*Location annotation dataset excerpts*

※

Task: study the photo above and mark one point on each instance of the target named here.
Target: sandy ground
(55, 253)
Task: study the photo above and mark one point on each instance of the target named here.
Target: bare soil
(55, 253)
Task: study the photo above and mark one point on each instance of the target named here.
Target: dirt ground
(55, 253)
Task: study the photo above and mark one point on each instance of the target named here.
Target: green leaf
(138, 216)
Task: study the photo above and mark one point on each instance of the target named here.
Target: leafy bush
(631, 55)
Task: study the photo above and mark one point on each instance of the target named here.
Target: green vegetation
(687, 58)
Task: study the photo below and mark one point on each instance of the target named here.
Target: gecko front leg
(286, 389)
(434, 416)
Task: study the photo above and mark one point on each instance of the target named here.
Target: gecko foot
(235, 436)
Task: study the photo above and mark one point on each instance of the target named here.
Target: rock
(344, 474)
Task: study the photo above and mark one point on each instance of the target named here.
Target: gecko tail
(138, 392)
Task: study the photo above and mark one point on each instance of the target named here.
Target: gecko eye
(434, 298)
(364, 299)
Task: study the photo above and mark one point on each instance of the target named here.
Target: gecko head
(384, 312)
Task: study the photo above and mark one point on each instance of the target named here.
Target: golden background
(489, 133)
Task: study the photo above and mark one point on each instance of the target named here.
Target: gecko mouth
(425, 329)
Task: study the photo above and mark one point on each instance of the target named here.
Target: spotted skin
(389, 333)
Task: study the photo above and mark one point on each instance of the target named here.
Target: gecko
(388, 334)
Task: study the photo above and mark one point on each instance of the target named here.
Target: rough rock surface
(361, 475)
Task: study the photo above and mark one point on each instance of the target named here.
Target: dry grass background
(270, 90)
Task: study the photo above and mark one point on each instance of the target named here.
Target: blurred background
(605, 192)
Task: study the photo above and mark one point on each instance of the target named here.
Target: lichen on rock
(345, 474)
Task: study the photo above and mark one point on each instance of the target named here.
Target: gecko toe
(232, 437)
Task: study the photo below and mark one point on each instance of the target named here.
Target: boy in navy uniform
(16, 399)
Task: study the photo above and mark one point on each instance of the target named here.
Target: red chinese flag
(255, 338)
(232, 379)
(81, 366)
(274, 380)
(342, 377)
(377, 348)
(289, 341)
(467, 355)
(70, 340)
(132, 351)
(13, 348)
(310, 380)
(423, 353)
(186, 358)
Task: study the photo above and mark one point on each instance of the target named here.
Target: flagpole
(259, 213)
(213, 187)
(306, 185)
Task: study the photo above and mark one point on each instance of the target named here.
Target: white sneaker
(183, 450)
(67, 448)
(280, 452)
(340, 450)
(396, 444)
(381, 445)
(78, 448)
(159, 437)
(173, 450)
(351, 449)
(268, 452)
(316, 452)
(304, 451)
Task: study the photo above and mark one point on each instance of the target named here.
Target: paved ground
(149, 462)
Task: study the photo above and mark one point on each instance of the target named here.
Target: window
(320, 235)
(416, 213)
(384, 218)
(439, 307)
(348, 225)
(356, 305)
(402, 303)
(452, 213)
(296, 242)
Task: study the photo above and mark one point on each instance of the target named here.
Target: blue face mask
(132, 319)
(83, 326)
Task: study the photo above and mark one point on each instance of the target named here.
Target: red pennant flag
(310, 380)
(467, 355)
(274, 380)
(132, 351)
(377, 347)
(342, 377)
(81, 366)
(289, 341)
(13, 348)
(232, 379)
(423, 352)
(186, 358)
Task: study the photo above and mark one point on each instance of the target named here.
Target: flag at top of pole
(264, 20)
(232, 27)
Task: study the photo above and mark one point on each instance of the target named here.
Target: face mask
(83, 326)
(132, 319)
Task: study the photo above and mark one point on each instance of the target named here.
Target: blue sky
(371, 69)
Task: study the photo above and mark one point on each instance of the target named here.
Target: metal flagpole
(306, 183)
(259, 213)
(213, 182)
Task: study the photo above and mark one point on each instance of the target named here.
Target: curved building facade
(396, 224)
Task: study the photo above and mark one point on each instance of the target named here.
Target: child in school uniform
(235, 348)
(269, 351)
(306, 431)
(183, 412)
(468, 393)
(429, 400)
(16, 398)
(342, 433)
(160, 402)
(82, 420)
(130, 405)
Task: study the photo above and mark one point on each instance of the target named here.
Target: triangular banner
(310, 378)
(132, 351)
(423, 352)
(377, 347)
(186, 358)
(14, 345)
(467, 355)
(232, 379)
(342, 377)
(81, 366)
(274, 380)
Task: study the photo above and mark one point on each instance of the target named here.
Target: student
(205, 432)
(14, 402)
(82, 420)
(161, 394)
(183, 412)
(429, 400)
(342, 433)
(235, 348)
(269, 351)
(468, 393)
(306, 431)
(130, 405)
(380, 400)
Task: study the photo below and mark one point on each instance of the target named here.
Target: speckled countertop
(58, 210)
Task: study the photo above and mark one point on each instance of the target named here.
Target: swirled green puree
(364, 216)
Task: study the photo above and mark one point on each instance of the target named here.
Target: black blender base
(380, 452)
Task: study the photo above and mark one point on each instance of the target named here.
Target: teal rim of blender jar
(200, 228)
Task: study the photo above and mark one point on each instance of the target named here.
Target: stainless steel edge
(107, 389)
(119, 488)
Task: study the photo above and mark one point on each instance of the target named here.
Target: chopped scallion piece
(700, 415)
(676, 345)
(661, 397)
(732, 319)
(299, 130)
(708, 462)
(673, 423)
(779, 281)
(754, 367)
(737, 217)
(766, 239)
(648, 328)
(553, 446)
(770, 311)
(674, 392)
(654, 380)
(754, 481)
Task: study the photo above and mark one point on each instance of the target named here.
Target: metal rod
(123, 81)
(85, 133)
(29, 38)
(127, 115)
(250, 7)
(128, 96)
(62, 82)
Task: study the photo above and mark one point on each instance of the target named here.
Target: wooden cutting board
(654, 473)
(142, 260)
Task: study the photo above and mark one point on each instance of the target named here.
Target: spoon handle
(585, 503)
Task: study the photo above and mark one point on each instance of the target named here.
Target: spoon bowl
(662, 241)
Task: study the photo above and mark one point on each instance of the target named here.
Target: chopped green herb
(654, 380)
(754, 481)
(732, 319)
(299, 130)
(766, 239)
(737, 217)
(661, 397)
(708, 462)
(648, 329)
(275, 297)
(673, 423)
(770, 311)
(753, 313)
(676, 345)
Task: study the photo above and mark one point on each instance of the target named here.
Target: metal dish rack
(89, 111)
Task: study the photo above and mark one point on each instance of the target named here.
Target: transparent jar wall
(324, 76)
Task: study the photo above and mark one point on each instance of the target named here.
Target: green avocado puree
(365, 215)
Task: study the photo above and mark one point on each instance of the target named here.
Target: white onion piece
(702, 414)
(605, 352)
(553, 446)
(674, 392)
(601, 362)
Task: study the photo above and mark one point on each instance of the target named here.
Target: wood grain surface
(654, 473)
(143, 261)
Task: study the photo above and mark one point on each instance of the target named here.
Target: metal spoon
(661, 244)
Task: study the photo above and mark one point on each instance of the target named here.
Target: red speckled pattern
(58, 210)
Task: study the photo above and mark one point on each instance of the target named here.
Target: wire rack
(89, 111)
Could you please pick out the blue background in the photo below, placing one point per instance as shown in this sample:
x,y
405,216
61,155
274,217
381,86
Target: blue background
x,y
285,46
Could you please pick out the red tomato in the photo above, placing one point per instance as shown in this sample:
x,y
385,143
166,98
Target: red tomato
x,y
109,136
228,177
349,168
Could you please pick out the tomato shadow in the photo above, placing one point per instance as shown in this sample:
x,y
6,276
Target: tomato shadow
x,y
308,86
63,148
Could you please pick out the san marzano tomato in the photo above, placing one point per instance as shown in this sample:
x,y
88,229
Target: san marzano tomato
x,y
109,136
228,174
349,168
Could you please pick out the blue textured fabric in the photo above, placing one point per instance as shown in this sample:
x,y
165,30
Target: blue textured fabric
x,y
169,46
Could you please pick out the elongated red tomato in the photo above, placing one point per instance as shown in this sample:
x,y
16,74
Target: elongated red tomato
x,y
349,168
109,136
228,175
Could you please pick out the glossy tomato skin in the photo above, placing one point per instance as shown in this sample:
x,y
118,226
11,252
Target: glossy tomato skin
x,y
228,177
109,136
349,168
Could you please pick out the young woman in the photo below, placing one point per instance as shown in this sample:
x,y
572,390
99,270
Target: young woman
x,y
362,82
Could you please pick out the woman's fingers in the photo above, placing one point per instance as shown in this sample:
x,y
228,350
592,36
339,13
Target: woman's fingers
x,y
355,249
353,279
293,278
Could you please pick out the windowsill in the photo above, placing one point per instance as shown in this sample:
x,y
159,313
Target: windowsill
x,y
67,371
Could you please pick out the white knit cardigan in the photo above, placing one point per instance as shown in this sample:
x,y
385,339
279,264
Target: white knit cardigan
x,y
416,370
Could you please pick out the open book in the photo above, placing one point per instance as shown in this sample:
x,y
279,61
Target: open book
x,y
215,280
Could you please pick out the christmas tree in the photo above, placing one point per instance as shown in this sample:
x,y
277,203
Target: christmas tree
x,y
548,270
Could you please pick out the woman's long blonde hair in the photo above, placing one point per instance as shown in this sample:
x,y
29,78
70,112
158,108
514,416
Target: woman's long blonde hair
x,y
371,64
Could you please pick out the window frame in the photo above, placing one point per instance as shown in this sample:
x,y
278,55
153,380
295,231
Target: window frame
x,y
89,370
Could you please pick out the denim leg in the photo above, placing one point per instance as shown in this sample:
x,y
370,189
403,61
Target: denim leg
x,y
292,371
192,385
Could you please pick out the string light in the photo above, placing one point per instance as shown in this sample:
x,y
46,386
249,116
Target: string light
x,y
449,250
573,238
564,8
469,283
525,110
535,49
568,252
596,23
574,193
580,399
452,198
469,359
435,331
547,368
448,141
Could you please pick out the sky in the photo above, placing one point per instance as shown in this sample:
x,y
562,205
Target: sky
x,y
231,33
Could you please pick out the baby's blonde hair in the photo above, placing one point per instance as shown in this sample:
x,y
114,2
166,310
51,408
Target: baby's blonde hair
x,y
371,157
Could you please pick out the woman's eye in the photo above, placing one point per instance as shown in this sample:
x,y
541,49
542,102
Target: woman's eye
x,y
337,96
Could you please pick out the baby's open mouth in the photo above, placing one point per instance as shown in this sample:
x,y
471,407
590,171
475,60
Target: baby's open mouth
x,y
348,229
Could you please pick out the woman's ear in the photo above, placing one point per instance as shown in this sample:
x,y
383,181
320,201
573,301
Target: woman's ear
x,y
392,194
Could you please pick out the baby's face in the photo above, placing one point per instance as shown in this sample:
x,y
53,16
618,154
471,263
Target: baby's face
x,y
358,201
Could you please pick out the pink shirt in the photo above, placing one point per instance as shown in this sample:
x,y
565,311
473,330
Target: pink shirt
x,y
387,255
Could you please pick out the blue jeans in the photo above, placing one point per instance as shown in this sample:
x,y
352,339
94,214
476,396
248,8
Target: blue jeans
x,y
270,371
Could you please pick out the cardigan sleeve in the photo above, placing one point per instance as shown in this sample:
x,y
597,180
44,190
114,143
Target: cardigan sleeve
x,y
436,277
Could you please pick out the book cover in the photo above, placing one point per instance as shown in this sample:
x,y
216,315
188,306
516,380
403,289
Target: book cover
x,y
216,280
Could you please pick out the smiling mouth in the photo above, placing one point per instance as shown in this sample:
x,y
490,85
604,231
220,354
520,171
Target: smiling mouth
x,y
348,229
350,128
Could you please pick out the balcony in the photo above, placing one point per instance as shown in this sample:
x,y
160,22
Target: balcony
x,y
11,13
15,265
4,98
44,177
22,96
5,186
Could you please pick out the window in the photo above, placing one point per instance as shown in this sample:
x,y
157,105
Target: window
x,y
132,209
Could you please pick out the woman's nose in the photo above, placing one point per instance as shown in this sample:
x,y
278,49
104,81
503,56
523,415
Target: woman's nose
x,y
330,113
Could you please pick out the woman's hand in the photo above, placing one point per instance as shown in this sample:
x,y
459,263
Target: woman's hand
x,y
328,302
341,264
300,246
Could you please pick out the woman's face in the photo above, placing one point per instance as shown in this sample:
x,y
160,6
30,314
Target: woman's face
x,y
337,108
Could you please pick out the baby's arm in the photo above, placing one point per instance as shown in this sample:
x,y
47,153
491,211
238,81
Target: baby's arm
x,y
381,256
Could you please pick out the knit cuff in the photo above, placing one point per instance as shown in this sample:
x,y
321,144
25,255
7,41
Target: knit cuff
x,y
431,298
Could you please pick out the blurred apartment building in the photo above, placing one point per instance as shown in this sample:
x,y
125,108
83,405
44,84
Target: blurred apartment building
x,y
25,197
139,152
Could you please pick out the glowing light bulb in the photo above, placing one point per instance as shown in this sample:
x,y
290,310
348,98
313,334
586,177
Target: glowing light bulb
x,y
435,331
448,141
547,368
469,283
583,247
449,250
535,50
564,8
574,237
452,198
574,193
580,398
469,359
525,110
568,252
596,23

※

*DIRECTION*
Return exactly the lines from the line bearing "Could you please pick out the book" to the end of the records, inclusive of both; include no other lines.

*EXERCISE RESPONSE*
Could you please pick out the book cover in the photo above, placing one point per instance as shown in this sample:
x,y
216,315
188,306
516,380
403,289
Target: book cover
x,y
216,280
Could you please pick out the smiling mouth in the photo above, placing one point per instance as shown in this sample:
x,y
490,85
604,231
220,354
520,171
Target: smiling mouth
x,y
348,229
350,128
Could you please pick out the balcony in the photo above, placing one point per instance as shown in this sample:
x,y
160,22
Target: balcony
x,y
11,13
15,265
4,98
44,177
22,96
5,186
Could you please pick out the window in the photo above, placing one point per instance as shown in this sample:
x,y
157,105
Target: window
x,y
132,209
Could you please pick out the woman's nose in the photo above, placing one point per instance as shown in this sample:
x,y
278,49
104,81
503,56
523,415
Target: woman's nose
x,y
330,113
Could you please pick out the woman's hand in the photo above, placing one point per instance as shown in this sample:
x,y
459,263
Target: woman's hand
x,y
328,302
341,264
300,246
Could you please pick out the woman's face in the photo above, placing one point per instance as shown in this sample:
x,y
160,6
30,314
Target: woman's face
x,y
337,108
Could you please pick out the baby's arm in the photo above, placing one point per instance as shown in this sample:
x,y
47,153
491,211
238,81
Target: baby's arm
x,y
381,256
Could you please pick out the knit cuff in the photo above, placing one point per instance as shown in this sample:
x,y
321,144
25,255
7,41
Target: knit cuff
x,y
431,298
Could you please pick out the blurred apartment building in the photo above, placing one point per instance as shown in this sample:
x,y
125,108
83,405
44,84
Target: blurred apartment building
x,y
25,197
139,152
Could you please pick out the glowing light bulb in the photo above, placing one point per instance as shown in this sample:
x,y
290,310
348,98
313,334
586,177
Target: glowing light bulb
x,y
435,331
448,141
547,368
469,283
583,247
449,250
535,50
564,8
574,237
452,198
574,193
580,398
469,359
525,110
568,252
596,23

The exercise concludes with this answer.